--- PAGE EXTRACT ---
* * * * * * *

Wednesday, April 30, 2008

Race and Education, Part 8 Million

Is it "racist" for the school principal to meet with the black students prior to state testing, and to tell them that they score lower than their white peers, presumably to motivate them to do better? If it's not racist, is it just dumb?

Or is it neither? We know that American blacks, as a group, underperform compared to their white counterparts; are we not allowed to tell them that?

Perhaps one way not to have to worry about this is just to reclassify the students as white. That's right, just find the ones that are mixed race and ask their parents to reclassify them. If the school doesn't have enough students in a particular subgroup, that subgroups scores don't have to be identified--and if it's a traditionally low-performing subgroup, that subgroup will no longer count against the school if it doesn't perform well! Oh, the individual scores will count in the school's tally, but the subgroup won't officially "exist" at the school and hence cannot be broken out.

Why is this important? Because the No Child Left Behind Act states that if a particular (racial or socioeconomic) subgroup doesn't meet improvement goals, then the school is considered a failing school. No group, no failure.

* * * * * * *

--- TASK GOAL ---
Answer these questions from the blog post on race and education:
(a) On what date was the post published?
(b) What does the post say the principal tells the black students before state testing?
(c) Under the No Child Left Behind Act, what happens to a school if a particular subgroup doesn't meet improvement goals?
The rows play no part in what follows.

* * * * * * *

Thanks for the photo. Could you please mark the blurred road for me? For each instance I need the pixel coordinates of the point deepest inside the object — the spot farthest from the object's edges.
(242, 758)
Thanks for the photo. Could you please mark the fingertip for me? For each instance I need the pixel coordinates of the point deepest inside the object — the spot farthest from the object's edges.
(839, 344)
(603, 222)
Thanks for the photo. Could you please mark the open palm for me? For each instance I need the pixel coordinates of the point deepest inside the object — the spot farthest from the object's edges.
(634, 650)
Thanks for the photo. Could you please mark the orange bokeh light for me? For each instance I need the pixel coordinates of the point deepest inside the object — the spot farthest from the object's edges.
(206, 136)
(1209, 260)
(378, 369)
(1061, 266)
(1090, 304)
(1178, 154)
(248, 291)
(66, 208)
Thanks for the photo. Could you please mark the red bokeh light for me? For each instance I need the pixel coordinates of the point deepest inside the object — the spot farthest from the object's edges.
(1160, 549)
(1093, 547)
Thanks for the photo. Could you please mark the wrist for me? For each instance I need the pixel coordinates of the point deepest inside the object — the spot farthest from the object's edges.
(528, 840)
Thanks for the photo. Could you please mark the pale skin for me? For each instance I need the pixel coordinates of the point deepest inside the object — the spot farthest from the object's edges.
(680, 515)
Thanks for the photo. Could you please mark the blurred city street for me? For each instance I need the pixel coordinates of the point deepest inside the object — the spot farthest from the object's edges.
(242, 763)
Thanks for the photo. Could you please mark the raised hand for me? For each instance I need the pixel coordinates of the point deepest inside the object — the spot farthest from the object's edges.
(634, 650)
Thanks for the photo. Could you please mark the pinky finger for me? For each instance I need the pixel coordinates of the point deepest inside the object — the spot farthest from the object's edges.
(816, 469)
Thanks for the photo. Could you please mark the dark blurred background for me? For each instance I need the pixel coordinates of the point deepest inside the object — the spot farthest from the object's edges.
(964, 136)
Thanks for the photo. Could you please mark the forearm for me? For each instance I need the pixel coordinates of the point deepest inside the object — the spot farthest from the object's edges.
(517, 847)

* * * * * * *

--- COMPLETE ANSWER ---
(a) Wednesday, April 30, 2008.
(b) That they score lower than their white peers.
(c) The school is considered a failing school.